[GIVEN REQUEST] Copy out every line of the material word for word, but omit the pictures.

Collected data
★ ★ ★
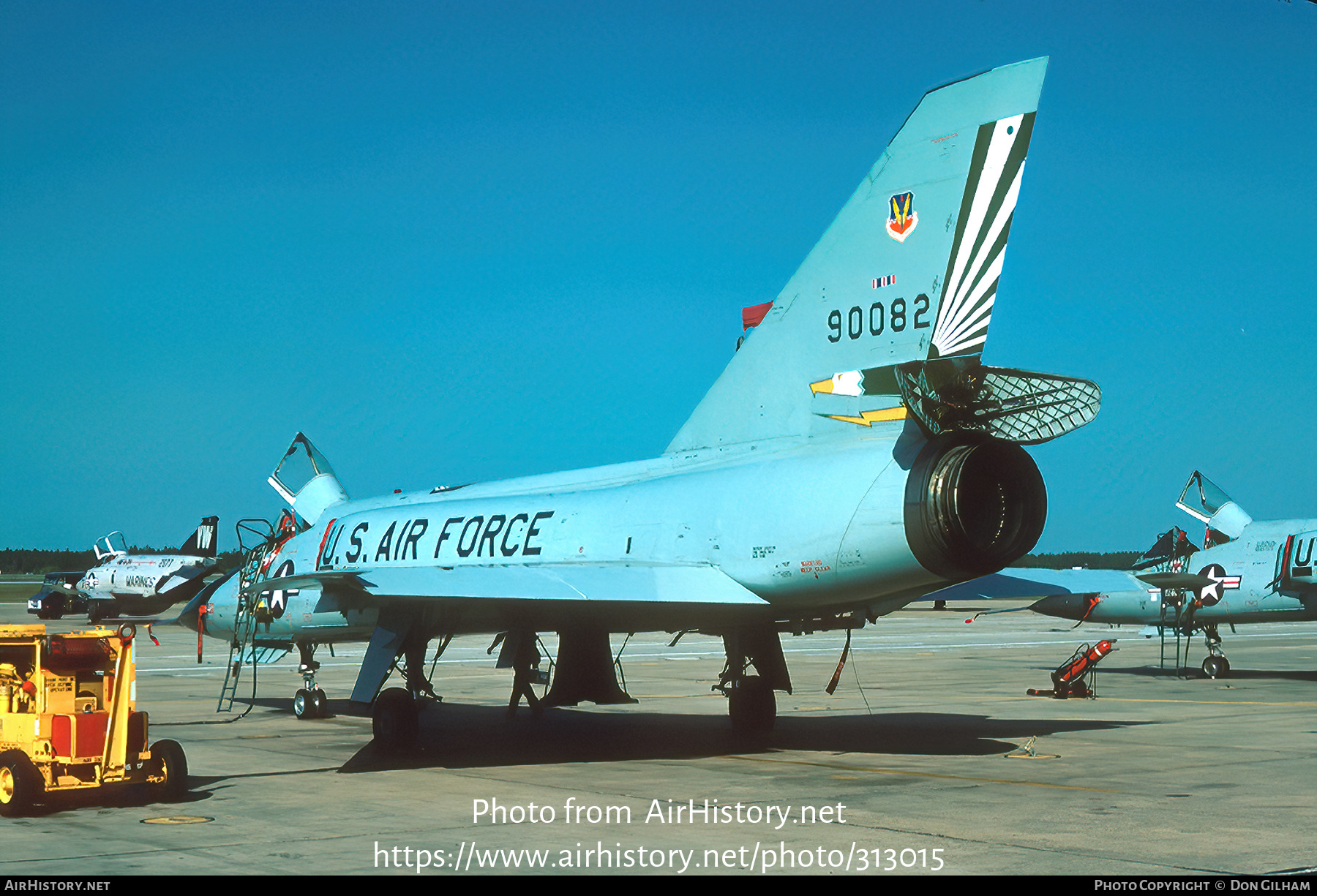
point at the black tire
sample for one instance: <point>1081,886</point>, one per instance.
<point>302,706</point>
<point>394,720</point>
<point>752,707</point>
<point>20,783</point>
<point>168,759</point>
★ ★ ★
[RESPONSE TO THE EXERCISE]
point at the black tire
sample for one instance: <point>1081,886</point>, one per instance.
<point>302,706</point>
<point>394,720</point>
<point>752,707</point>
<point>20,783</point>
<point>168,759</point>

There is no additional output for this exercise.